** Opening INPUT RECORDS block **

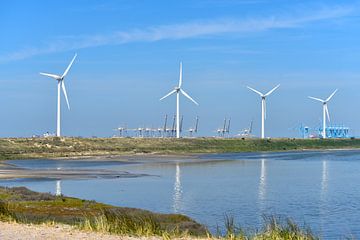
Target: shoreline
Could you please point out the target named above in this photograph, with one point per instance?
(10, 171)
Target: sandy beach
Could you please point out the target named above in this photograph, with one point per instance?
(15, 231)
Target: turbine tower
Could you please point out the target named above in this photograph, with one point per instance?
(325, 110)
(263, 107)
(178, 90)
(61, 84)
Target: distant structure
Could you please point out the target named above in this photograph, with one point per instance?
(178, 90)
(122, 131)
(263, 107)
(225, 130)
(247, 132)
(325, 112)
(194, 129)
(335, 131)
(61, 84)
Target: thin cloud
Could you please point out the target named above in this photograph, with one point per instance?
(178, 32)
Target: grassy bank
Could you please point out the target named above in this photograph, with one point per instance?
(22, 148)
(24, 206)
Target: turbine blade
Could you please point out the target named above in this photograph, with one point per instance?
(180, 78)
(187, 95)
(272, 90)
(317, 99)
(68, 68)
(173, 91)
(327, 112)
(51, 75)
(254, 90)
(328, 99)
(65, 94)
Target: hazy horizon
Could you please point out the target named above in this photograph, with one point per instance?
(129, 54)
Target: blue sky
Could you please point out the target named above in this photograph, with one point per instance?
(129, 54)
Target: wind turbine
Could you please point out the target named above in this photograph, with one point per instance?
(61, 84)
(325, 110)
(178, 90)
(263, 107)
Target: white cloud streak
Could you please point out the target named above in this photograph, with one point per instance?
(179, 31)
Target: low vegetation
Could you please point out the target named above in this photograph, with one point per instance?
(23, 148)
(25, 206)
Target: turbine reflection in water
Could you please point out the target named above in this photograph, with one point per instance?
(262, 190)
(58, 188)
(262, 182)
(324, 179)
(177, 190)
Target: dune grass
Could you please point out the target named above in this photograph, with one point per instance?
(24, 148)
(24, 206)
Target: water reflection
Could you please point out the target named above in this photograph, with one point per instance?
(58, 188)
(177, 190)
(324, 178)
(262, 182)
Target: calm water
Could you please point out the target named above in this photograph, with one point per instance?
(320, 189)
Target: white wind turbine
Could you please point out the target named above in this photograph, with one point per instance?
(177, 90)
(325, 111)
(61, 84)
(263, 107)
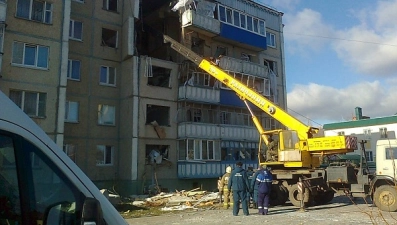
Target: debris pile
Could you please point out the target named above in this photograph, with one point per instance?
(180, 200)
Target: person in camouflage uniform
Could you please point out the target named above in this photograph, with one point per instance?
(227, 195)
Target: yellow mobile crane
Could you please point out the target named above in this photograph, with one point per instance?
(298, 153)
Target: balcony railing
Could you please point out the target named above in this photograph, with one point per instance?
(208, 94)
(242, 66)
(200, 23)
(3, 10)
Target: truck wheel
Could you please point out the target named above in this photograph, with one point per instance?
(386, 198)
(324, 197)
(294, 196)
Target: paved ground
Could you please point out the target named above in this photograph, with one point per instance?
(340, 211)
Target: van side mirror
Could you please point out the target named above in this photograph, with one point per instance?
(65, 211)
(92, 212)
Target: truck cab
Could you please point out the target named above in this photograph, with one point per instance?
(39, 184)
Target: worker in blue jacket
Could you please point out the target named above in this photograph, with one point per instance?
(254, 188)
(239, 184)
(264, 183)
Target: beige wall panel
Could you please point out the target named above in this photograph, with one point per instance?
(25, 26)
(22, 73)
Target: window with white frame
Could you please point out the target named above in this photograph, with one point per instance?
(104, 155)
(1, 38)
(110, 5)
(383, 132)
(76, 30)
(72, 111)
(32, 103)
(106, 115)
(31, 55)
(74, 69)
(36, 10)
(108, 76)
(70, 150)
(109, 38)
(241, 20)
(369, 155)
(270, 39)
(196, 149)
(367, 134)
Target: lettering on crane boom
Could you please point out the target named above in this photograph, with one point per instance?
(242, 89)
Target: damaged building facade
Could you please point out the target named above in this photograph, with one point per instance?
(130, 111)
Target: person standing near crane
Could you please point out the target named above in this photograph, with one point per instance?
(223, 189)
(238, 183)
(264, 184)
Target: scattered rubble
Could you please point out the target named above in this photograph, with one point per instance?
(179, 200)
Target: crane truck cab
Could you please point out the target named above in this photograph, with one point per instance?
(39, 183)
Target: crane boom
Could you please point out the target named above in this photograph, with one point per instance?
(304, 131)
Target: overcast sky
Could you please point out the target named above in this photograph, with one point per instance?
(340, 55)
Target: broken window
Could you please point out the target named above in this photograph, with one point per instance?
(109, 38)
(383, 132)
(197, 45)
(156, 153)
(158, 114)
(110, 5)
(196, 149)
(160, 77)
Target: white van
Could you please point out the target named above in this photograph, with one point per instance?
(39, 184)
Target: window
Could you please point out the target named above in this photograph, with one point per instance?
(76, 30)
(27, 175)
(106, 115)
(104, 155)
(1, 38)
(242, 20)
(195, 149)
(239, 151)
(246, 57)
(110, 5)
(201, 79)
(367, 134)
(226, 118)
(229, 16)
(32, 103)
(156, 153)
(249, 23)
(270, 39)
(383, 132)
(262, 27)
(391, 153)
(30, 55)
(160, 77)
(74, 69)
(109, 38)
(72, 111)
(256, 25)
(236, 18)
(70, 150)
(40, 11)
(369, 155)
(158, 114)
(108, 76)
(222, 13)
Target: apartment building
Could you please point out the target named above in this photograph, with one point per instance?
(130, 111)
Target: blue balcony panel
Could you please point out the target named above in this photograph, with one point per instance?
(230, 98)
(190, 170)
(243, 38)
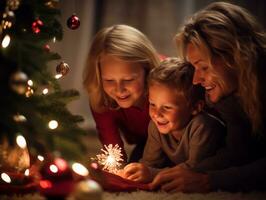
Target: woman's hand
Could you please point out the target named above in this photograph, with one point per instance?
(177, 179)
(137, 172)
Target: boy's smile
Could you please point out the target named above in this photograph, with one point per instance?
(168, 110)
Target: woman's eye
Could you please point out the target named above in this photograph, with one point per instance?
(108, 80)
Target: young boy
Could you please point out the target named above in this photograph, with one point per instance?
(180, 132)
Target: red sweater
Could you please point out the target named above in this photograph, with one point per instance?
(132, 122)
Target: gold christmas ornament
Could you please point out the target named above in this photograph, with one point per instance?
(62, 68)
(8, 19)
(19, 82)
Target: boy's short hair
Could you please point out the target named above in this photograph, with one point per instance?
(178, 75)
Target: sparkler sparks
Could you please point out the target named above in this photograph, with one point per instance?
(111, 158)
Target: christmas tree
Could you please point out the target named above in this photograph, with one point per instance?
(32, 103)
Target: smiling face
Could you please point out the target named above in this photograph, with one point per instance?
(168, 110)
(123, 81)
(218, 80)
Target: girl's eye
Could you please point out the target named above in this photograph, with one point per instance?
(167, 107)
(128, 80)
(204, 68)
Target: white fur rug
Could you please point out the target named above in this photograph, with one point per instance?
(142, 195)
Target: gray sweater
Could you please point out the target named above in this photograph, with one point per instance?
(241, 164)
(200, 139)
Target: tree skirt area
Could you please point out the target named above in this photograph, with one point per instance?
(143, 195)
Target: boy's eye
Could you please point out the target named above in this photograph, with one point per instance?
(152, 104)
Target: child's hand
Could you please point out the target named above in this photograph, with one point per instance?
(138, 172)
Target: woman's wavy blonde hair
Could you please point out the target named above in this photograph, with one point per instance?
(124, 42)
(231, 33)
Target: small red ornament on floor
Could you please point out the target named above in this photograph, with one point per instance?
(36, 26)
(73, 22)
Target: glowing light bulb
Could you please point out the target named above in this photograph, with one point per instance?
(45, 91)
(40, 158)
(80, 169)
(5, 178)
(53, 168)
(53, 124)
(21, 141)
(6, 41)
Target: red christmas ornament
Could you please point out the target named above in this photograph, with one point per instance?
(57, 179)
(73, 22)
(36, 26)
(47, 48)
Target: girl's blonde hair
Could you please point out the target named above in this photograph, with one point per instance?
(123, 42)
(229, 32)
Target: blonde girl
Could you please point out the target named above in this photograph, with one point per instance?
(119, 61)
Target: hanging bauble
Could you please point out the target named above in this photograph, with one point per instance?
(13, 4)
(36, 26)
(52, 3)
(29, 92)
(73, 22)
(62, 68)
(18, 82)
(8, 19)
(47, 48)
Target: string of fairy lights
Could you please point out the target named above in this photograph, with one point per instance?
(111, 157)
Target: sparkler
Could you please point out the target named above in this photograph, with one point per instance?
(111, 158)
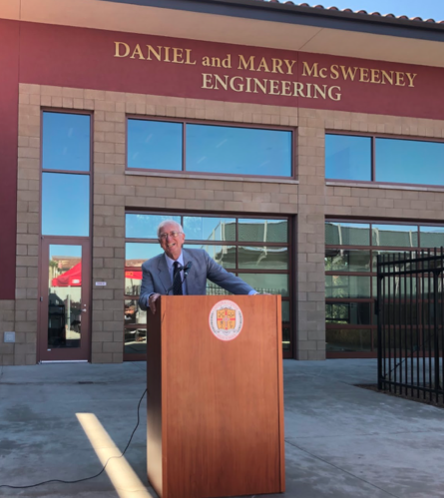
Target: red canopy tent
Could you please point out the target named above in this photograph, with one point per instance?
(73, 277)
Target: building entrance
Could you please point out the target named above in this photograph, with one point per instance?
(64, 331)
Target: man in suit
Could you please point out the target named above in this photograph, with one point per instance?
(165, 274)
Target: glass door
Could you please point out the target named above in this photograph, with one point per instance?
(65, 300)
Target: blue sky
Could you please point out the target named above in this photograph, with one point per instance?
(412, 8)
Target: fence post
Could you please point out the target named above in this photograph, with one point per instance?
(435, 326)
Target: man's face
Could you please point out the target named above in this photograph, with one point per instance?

** Closing INPUT RECORDS block **

INSTRUCTIONS TO FOLLOW
Pictures are to be left out; otherwise, retype exactly the lines from the first line of the data through the line containing "Target: hazy horizon".

SOLUTION TO THIS EXERCISE
Target: shoreline
Could you please point out the target named above in this photograph, with one point per instance?
(10, 171)
Target: sandy beach
Could you please point out the target named above in this photograph, with one point per instance?
(15, 231)
Target: turbine tower
Could you please point out the target named above in this photograph, with one point per instance?
(325, 110)
(263, 107)
(178, 90)
(61, 84)
Target: distant structure
Could you please point out the target named above in this photograph, with one point per instance?
(178, 90)
(122, 131)
(263, 107)
(225, 130)
(247, 132)
(325, 112)
(194, 129)
(335, 131)
(61, 84)
Target: thin cloud
Could you please point out the target named above in this photograph, with one point per instance?
(178, 32)
Target: grassy bank
Could you please point out the target named above in this photograph, with one point per instance?
(22, 148)
(24, 206)
Target: turbine blade
Could you please point out the target named above in this photograph, with one point per instance?
(180, 78)
(187, 95)
(272, 90)
(317, 99)
(68, 68)
(173, 91)
(327, 112)
(51, 75)
(254, 90)
(328, 99)
(65, 94)
Target: hazy horizon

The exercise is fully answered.